> [Travail à faire]:
Prolongez le passage sur Chomsky en écrivant la suite qui vient après sa dernière phrase.

Emblème de ce divorce, Chomsky renonce à l’ambition de faire “coller” l’analyse du langage à celle des langages artificiels (en opposition avec ses espoirs premiers, et la réduction au niveau des langages “context free”). Ce livre — en particulier dans les deux premiers chapitres « Perspectives sur le langage et l’esprit » et « Le langage et le cerveau » — est particulièrement clair.
Vue de notre point de vue de physicien1, son approche éclaire en particulier tant les apparitions de paradigmes que celles de programmes de recherche.

> [Extraits d'un jeu de données d'annotation de lieux]:
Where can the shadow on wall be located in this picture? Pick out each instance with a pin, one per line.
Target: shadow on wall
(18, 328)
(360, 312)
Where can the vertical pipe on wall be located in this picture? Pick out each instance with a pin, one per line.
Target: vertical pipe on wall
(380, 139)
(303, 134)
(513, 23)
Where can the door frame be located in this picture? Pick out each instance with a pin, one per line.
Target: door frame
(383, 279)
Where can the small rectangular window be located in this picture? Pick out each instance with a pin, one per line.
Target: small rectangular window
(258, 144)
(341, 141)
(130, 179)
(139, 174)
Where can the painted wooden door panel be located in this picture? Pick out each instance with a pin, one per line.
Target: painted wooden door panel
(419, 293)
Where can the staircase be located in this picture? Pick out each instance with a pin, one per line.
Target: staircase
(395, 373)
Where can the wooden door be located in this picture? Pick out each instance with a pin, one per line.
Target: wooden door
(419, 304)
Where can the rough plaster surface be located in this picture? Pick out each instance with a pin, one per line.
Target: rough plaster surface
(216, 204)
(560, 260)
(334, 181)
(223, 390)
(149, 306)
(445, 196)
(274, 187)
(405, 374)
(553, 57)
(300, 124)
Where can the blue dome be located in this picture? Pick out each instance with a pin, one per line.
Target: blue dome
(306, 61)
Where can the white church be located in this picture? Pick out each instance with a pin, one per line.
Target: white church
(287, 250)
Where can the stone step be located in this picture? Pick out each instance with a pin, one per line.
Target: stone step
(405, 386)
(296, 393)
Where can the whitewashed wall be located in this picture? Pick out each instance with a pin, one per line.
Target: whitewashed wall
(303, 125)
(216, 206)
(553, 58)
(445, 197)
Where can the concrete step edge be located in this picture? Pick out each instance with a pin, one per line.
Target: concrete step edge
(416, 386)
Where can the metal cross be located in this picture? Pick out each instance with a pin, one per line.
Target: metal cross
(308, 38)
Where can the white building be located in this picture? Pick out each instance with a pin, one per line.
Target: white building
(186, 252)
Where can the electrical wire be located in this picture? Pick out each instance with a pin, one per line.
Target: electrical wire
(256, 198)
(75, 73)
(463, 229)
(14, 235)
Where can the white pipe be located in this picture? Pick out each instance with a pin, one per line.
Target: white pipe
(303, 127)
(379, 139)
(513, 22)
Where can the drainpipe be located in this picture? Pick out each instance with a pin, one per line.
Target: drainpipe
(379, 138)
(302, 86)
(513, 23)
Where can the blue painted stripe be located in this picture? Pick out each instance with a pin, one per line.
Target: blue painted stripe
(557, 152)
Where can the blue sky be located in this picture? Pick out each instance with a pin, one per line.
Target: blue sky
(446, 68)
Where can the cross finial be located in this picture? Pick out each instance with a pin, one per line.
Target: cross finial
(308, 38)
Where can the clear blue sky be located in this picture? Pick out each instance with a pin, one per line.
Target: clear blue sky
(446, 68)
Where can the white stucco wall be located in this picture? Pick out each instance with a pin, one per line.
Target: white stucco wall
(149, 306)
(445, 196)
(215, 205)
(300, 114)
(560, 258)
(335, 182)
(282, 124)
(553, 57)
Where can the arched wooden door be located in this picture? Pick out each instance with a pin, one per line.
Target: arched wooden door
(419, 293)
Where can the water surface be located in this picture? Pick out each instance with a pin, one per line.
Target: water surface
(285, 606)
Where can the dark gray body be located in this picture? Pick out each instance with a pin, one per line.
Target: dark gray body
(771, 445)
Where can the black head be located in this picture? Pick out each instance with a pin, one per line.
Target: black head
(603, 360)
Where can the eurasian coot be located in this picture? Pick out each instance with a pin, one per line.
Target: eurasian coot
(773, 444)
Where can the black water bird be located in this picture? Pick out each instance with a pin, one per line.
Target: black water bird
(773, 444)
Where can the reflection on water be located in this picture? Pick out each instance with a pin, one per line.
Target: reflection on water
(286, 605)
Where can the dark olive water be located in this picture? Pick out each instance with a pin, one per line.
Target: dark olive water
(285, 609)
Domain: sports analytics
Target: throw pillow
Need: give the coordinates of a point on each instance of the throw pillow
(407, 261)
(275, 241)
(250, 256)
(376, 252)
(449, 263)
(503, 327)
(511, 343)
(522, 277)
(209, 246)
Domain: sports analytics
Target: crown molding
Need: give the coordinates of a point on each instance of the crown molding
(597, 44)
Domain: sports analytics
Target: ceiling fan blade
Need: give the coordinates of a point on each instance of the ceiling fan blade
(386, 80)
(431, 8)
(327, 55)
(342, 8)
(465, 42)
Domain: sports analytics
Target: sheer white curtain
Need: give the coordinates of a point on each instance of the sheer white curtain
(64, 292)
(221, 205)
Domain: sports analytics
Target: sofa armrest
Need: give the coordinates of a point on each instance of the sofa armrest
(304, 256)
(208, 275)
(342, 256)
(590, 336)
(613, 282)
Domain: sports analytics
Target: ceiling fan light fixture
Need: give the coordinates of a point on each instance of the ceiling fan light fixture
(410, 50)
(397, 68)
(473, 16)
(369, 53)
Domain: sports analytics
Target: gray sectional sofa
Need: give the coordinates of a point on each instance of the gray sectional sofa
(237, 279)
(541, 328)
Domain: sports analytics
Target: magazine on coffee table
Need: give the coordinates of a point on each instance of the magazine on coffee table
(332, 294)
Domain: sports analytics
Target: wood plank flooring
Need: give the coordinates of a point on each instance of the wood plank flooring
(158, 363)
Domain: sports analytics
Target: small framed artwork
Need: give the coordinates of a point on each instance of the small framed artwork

> [Réponse ci-dessous]:
(La suite qui analyse de façon précise — dans des entretiens — le tournant des recherches sur le langage des dernières années va très loin dans la technicité ; même sans saisir les finesses des analyses sur le syntagme du déterminant ou les clitiques pronominaux il est possible d’y rentrer pour comprendre comment il illustre son propos épistémologique, dans les analyses précises qu’il fait en comparant les “solutions linguistiques” en français, en allemand, en italien, en anglais, mais aussi en japonais ou dans des langages vraiment exotiques ; mais cela conduit à aller chercher plus loin, par exemple dans les cahiers de l’Herne qui ont publié en 2007 un « Chomsky » fort riche, où sont discutés de façon plus détaillée les travaux de linguistique de ces dernières années : ils confirment les thèses épistémologiques de Chomsky, qui s’y révèlent raisonnables et fructueuses. Pierre Jacob y propose une analyse épistémologique des approches chomskiennes qui, si elle est moins claire que celle conduite par Chomsky lui même dans Sur la nature et le langage, peut être reprise profitablement.)
Je vais tenter d’évoquer ces deux premiers chapitres avec mes mots.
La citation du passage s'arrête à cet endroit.